WHAT YOU ARE ASKED TO DO
Reproduce verbatim the stretch of the material that runs from the line containing "Return one point per instance of the building" through the line containing "Return one point per instance of the freight", including both of those lines.

EXCERPTED RECORDS
• • • • • • •

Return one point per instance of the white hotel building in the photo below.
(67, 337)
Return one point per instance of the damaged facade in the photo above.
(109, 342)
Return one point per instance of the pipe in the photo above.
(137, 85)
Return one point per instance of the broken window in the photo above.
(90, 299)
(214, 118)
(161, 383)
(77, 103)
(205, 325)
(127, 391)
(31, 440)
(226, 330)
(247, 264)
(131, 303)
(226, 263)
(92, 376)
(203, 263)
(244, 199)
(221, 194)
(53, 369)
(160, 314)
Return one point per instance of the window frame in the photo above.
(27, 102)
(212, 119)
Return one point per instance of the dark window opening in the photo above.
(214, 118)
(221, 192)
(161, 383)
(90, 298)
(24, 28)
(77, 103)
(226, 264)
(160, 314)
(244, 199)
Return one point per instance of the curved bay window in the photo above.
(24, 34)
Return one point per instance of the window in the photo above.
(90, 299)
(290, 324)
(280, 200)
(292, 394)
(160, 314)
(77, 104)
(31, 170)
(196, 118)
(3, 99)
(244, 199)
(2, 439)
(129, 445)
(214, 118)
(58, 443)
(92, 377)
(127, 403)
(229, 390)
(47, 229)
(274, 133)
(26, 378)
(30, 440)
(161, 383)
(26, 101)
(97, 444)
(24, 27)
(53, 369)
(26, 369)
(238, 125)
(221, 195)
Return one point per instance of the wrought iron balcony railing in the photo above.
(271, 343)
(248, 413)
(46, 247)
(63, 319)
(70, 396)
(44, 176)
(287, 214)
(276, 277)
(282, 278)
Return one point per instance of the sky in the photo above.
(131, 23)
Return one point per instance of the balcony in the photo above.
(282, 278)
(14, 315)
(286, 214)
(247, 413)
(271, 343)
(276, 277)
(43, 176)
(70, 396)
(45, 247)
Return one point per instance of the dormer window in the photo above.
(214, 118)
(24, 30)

• • • • • • •

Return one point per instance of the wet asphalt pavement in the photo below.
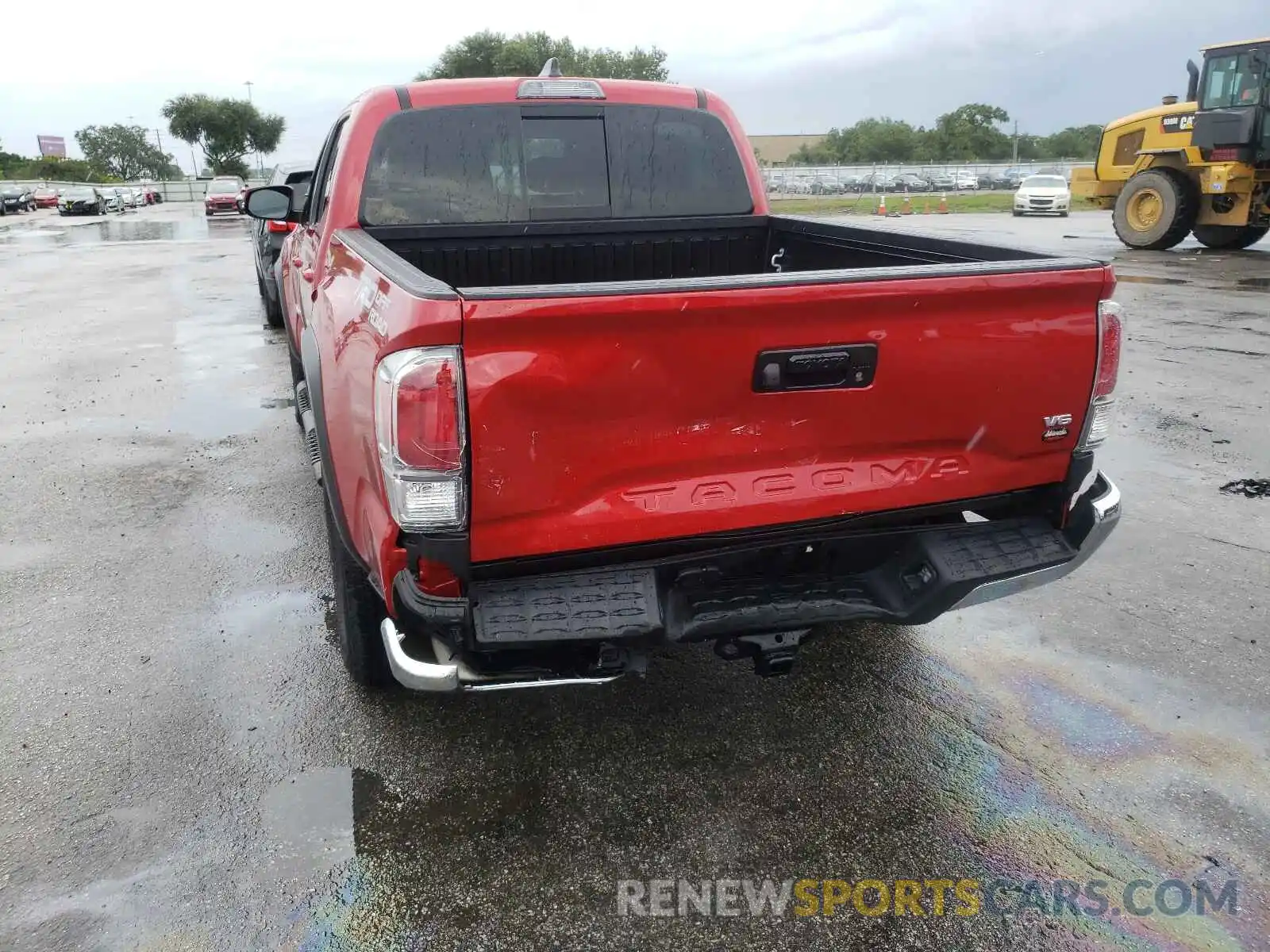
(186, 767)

• • • • • • •

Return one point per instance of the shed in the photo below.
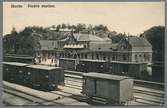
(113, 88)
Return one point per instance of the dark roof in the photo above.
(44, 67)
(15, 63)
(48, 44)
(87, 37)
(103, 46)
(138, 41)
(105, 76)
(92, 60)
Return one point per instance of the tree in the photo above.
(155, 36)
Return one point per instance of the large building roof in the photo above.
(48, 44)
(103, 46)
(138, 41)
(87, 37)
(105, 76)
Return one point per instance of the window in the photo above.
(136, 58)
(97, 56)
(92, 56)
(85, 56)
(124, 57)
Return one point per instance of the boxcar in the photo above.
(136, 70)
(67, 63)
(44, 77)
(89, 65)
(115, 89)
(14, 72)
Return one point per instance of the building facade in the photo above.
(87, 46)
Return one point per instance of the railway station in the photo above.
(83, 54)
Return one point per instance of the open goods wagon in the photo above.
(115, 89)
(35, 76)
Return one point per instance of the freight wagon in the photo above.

• • • • • • •

COMPLETE OUTPUT
Return one point per instance of the building facade in the photo above.
(87, 46)
Return one point per instance of the railway station in the photo above.
(83, 54)
Return one point per instance of the open goods wagon in the photo above.
(115, 89)
(35, 76)
Return one point per instance of the freight wagon in the photo above.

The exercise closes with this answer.